=== What is asked ===
Can you convert the lines below into a JSON list of strings, one string per line, omitting blank lines? Begin at the line that has "Query: white egret" and stop after the final line, including both.

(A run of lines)
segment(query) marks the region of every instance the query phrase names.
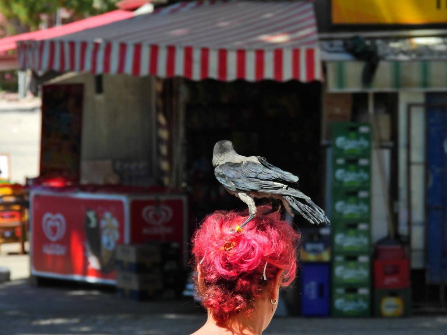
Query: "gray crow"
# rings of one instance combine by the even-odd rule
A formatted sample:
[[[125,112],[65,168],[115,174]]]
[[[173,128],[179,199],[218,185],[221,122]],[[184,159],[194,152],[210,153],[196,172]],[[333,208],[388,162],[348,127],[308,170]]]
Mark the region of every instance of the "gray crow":
[[[254,199],[260,198],[271,201],[272,211],[279,210],[280,201],[292,217],[293,209],[311,223],[329,223],[323,210],[296,189],[298,177],[274,166],[264,157],[238,155],[230,141],[215,144],[213,166],[217,180],[248,206],[249,216],[238,229],[256,216]]]

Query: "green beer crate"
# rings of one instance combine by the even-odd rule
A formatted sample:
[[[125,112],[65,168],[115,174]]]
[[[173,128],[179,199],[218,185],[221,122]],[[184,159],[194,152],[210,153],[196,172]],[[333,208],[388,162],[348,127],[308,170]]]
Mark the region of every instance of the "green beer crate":
[[[411,289],[374,290],[374,316],[396,318],[411,314]]]
[[[332,283],[335,287],[369,287],[371,275],[369,255],[333,256]]]
[[[366,221],[371,214],[369,190],[335,190],[333,194],[332,220]]]
[[[367,222],[332,222],[332,247],[335,254],[369,255],[371,231]]]
[[[336,157],[334,159],[332,185],[334,189],[369,189],[371,167],[369,158]]]
[[[336,287],[333,291],[331,305],[332,316],[371,316],[369,288]]]
[[[368,123],[335,122],[332,132],[333,157],[369,157],[371,126]]]

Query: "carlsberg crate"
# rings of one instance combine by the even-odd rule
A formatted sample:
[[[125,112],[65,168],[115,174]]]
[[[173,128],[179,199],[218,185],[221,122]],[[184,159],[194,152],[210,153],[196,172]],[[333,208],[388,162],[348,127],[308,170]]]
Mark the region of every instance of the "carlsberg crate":
[[[369,157],[371,153],[371,126],[368,123],[335,122],[332,124],[333,157]]]
[[[335,255],[369,255],[371,232],[367,222],[334,221],[332,247]]]
[[[371,214],[369,190],[336,189],[333,195],[332,220],[365,221]]]
[[[369,287],[371,283],[369,255],[336,255],[332,263],[334,287]]]
[[[336,287],[332,293],[332,316],[367,317],[371,315],[368,287]]]
[[[369,158],[336,157],[333,168],[332,187],[334,189],[369,189],[370,164]]]

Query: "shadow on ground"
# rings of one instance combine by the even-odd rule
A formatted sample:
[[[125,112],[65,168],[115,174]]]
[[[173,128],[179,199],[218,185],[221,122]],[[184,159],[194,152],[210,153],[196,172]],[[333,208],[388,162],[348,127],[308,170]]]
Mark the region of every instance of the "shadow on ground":
[[[51,286],[49,286],[51,285]],[[114,290],[67,281],[0,285],[0,334],[190,333],[206,319],[191,299],[138,302]]]

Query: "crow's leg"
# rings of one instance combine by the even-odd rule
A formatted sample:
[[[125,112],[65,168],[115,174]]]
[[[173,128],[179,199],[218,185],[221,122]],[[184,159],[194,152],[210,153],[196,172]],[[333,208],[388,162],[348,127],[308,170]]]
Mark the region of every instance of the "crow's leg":
[[[250,214],[250,216],[245,220],[245,222],[240,226],[240,228],[241,229],[244,228],[244,226],[252,220],[256,216],[257,209],[256,208],[256,204],[255,203],[254,200],[250,195],[245,193],[240,192],[237,193],[237,197],[249,206],[249,213]]]
[[[281,209],[281,204],[278,199],[275,198],[270,198],[270,201],[272,203],[272,209],[262,213],[263,215],[268,215],[269,214],[278,212]]]

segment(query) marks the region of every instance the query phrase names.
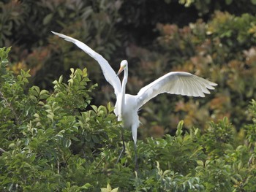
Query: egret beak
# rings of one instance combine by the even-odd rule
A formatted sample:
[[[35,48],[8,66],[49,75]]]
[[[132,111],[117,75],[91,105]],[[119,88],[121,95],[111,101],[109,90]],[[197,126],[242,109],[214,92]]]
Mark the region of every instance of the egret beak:
[[[124,66],[121,66],[119,69],[119,71],[117,72],[116,76],[118,76],[119,74],[121,74],[121,72],[124,70]]]

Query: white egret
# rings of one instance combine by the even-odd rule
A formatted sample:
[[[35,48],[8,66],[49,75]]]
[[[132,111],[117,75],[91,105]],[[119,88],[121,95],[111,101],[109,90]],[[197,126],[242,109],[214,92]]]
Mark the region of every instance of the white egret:
[[[123,60],[121,62],[120,69],[116,74],[108,62],[101,55],[94,51],[86,44],[62,34],[52,32],[54,34],[64,38],[66,41],[75,44],[79,48],[90,55],[90,56],[99,63],[106,80],[113,87],[115,91],[116,103],[114,112],[118,117],[118,120],[123,120],[124,128],[132,129],[135,149],[137,142],[137,128],[140,125],[138,111],[144,104],[156,96],[163,93],[188,96],[204,97],[204,93],[210,93],[208,89],[214,90],[214,86],[217,85],[215,82],[212,82],[188,72],[169,72],[141,88],[137,95],[126,94],[125,87],[128,78],[127,61]],[[124,70],[124,75],[122,84],[121,84],[118,75],[123,70]],[[122,152],[124,150],[124,145],[123,147]],[[122,152],[118,158],[118,161]],[[136,156],[135,163],[137,164]]]

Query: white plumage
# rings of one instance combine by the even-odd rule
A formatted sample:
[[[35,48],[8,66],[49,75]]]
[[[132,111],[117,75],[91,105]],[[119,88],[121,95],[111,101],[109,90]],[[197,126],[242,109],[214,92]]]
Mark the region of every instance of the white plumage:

=== Solution below ===
[
  "Query: white egret",
  "# rings of one instance combine by the even-odd rule",
  "A formatted sample:",
  "[[[35,48],[8,66],[49,75]]]",
  "[[[132,111],[117,75],[91,105]],[[119,88],[121,95],[111,101],[109,90]],[[197,126],[242,109],[214,92]]]",
  "Mark the region of every instance of the white egret:",
  "[[[123,60],[121,62],[120,69],[116,74],[108,62],[101,55],[94,51],[86,44],[62,34],[52,32],[54,34],[64,38],[66,41],[75,44],[79,48],[90,55],[90,56],[99,63],[106,80],[113,87],[115,91],[116,103],[114,112],[118,117],[118,120],[123,120],[124,128],[132,129],[135,149],[137,142],[137,128],[140,125],[138,111],[144,104],[156,96],[163,93],[188,96],[204,97],[204,93],[210,93],[208,89],[214,90],[214,86],[217,85],[215,82],[212,82],[188,72],[169,72],[141,88],[137,95],[126,94],[125,87],[128,78],[127,61]],[[124,70],[124,75],[122,84],[121,84],[118,75],[123,70]],[[122,152],[124,150],[124,145],[123,147]],[[122,152],[118,158],[118,161]],[[136,156],[135,163],[137,164]]]",
  "Query: white plumage",
  "# rings of one instance combine by the even-odd rule",
  "A formatted sample:",
  "[[[35,48],[8,66],[49,75]]]",
  "[[[132,111],[117,75],[91,105]],[[119,88],[121,95],[111,101],[109,90]],[[197,126],[242,109],[214,92]]]",
  "Mark the region of every instance of the white plumage:"
]